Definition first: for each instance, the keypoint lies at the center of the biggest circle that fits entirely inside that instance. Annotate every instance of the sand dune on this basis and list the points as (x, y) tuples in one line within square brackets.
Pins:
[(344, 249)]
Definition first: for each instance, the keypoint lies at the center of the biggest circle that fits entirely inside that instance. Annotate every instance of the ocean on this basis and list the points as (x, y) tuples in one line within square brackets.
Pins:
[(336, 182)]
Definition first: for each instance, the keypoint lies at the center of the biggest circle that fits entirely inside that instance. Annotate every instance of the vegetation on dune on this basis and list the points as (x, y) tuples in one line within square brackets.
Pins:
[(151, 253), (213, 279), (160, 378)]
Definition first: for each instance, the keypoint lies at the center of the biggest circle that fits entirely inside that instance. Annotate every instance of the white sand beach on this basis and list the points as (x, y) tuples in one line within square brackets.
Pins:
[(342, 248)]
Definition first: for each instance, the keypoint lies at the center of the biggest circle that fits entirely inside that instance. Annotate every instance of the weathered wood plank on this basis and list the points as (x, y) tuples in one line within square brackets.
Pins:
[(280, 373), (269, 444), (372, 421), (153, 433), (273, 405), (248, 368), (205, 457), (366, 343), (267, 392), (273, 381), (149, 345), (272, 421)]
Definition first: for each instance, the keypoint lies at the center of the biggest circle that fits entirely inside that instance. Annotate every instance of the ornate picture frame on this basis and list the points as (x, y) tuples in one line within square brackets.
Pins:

________________________________________

Reproduce the entire listing above word for word, keeping every line in its original order.

### ANSWER FOR THIS EXERCISE
Definition first: for each instance, the keypoint lies at the center of the biggest circle that fits entirely inside that instance. Annotate every instance of the sand dune on this basis and list the points as (x, y) tuples in one line within square brackets.
Pins:
[(344, 249)]
Definition first: for each instance, the keypoint lies at the center of the biggest circle that fits entirely inside that instance. Annotate every instance of the ocean on this basis and list the points as (x, y) tuples in one line within square brackets.
Pins:
[(336, 182)]
Definition first: for each instance, the keypoint lies at the center of the biggest circle that fits entirely inside that instance. Annotate every instance of the vegetation on dune on this basis and list the points as (x, y) tuples in one line within square brackets.
Pins:
[(151, 253), (213, 279), (160, 378)]
Definition first: for each instance, the keypoint lies at the center of the biggest circle that fits entirely inside that instance. Annotate every instance of the white sand beach on this basis and list the points as (x, y) tuples in one line within square brackets.
Pins:
[(342, 248)]
Definition first: for each instance, the keypoint lies at the center of the biggest circle that fits entirely inside that instance. Annotate every instance of the weathered wood plank on this basis and list the points as (x, y) tuples in one line within square brackets.
Pins:
[(280, 373), (269, 444), (372, 421), (153, 433), (273, 405), (248, 368), (205, 457), (366, 343), (267, 392), (273, 381), (149, 345), (272, 421)]
Definition first: for each instance, the keypoint lies at the center of the biggest circle that fits entirely inside that instance. Annotate every instance of the ornate picture frame on this basis and list the points as (x, y) tuples in one line within square brackets.
Pins:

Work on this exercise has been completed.